Please copy the items from the line containing "Label every wooden shelf" up to and including the line containing "740;239;838;283" in full, shifting each bounding-box coordinate in the answers by adding 126 to it.

[Start of RECORDS SUPPLIED]

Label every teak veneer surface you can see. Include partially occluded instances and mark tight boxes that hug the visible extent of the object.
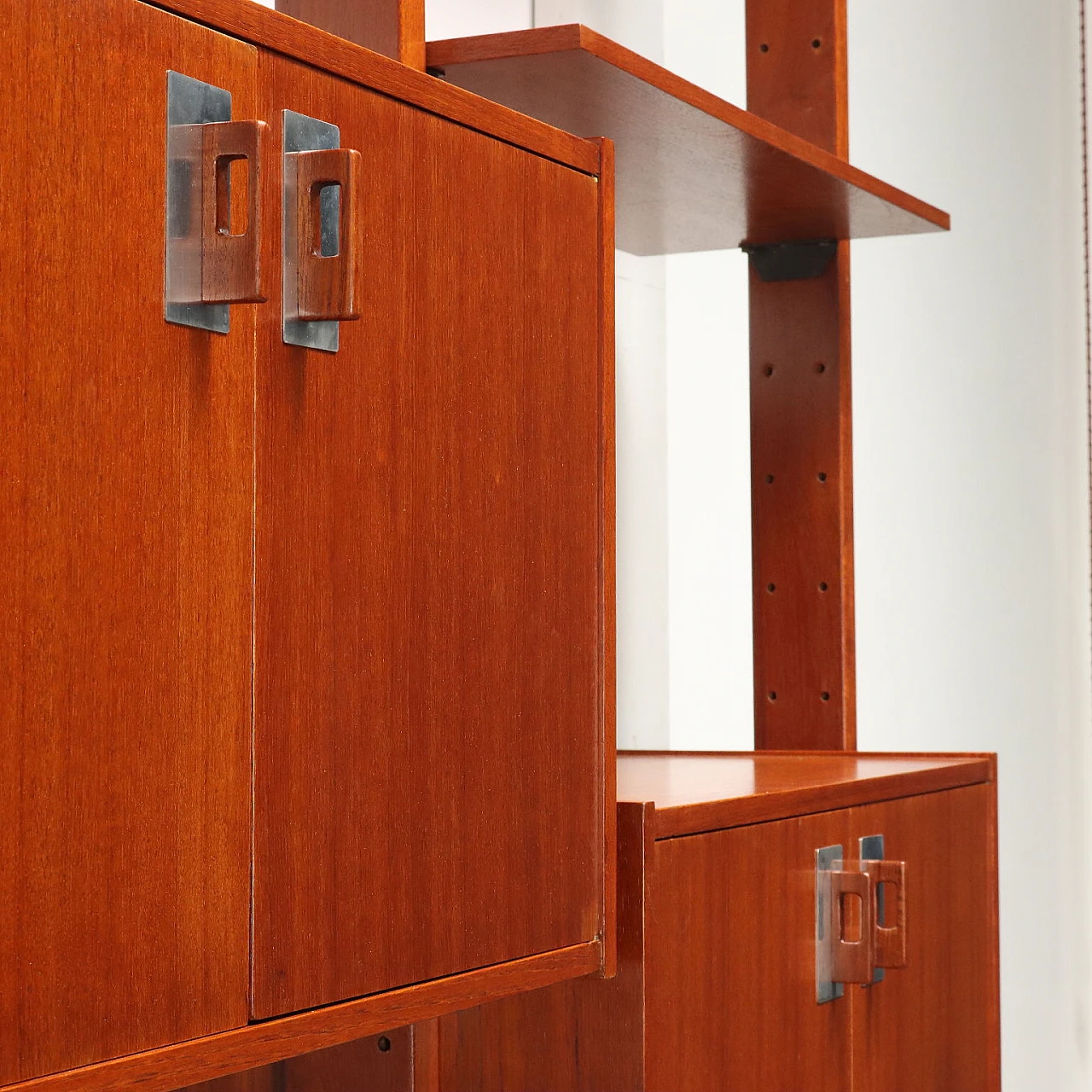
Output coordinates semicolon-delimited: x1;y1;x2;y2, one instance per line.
847;784;1002;1092
439;769;999;1092
746;0;857;750
276;0;425;69
142;0;609;175
253;50;613;1019
618;752;993;838
179;1027;410;1092
0;0;257;1084
426;24;949;254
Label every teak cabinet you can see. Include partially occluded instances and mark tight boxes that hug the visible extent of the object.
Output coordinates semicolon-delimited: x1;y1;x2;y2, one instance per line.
440;752;999;1092
0;0;613;1089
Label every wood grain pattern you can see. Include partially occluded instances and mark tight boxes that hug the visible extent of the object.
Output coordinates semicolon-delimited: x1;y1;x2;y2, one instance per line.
285;148;363;322
427;25;949;254
747;0;857;750
0;0;256;1083
645;811;851;1092
750;243;857;750
5;941;601;1092
253;54;607;1019
598;139;618;978
276;0;425;69
413;1020;440;1092
434;804;654;1092
142;0;601;175
427;754;998;1092
618;752;993;838
179;1027;410;1092
201;120;266;304
851;783;1000;1092
746;0;850;160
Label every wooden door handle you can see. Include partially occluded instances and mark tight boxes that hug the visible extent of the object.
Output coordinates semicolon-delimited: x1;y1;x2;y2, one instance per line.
199;121;266;304
830;871;876;984
289;148;360;322
861;861;906;967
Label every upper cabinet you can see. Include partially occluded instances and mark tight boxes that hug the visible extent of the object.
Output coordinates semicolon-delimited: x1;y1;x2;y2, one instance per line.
0;0;258;1084
427;25;949;254
0;0;613;1089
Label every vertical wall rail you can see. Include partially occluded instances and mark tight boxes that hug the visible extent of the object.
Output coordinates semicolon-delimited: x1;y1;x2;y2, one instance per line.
276;0;425;71
747;0;857;750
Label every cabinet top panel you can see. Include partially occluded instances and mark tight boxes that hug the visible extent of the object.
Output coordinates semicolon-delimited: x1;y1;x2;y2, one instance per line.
141;0;600;176
427;24;950;254
618;752;996;838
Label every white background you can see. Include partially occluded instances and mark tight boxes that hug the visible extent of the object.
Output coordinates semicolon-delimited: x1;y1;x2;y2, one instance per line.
262;0;1092;1092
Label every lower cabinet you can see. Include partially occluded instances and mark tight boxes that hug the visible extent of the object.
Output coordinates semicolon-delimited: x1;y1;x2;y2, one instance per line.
439;753;1000;1092
180;1027;412;1092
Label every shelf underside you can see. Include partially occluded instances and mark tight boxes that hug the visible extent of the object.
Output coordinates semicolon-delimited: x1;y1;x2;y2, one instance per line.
427;25;949;254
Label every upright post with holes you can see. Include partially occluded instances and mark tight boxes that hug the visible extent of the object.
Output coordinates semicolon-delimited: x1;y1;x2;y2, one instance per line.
747;0;857;750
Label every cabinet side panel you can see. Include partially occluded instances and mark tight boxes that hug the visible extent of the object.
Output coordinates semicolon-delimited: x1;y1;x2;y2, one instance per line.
253;54;604;1017
645;811;851;1092
0;0;256;1083
853;784;1000;1092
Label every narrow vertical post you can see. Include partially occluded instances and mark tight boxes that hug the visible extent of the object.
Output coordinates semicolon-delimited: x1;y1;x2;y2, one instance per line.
747;0;857;750
276;0;425;71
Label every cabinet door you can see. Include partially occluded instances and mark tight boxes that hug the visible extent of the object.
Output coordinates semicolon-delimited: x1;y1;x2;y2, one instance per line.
846;784;1000;1092
645;811;851;1092
253;54;603;1017
0;0;256;1083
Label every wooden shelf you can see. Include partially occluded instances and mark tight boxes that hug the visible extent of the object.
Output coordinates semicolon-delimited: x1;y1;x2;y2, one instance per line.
618;752;996;838
427;24;950;254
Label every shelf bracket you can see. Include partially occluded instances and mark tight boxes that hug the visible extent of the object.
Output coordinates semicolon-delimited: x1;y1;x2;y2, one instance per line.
740;239;838;283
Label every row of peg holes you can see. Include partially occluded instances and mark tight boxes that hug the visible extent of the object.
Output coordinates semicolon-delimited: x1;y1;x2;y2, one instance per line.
762;360;827;379
762;360;827;485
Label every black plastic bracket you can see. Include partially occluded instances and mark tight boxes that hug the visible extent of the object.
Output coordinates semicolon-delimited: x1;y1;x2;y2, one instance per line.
740;239;838;281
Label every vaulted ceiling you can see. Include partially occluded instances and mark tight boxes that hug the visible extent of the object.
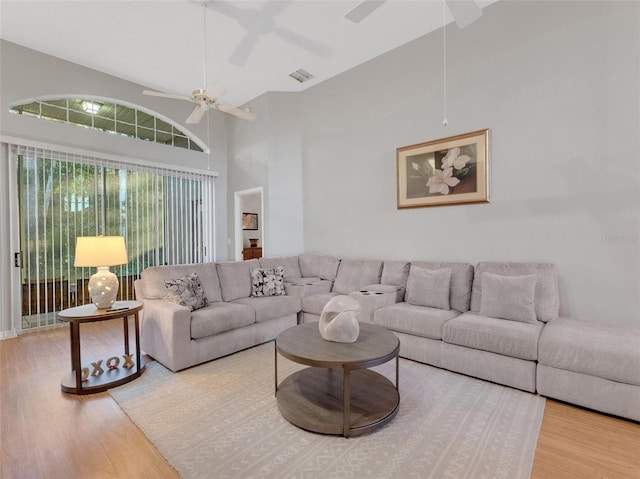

[End of RECORDS SUPPLIED]

WRITTEN SOLUTION
Label every wooden shelf you can see. Include partially occluded instances and mark tight boxes that hug the visible extent of the object.
Output coordinates semicolon-delimited: x1;y1;x2;y2, one instance per line.
744;878;1122;964
553;150;1076;380
Label every shelf bracket you can see. Include partially occluded instances and mark tight boxes that hug the visible extent of the object.
Output coordinates semicolon-delimited: x1;y1;x2;y2, one instance per line.
866;365;964;409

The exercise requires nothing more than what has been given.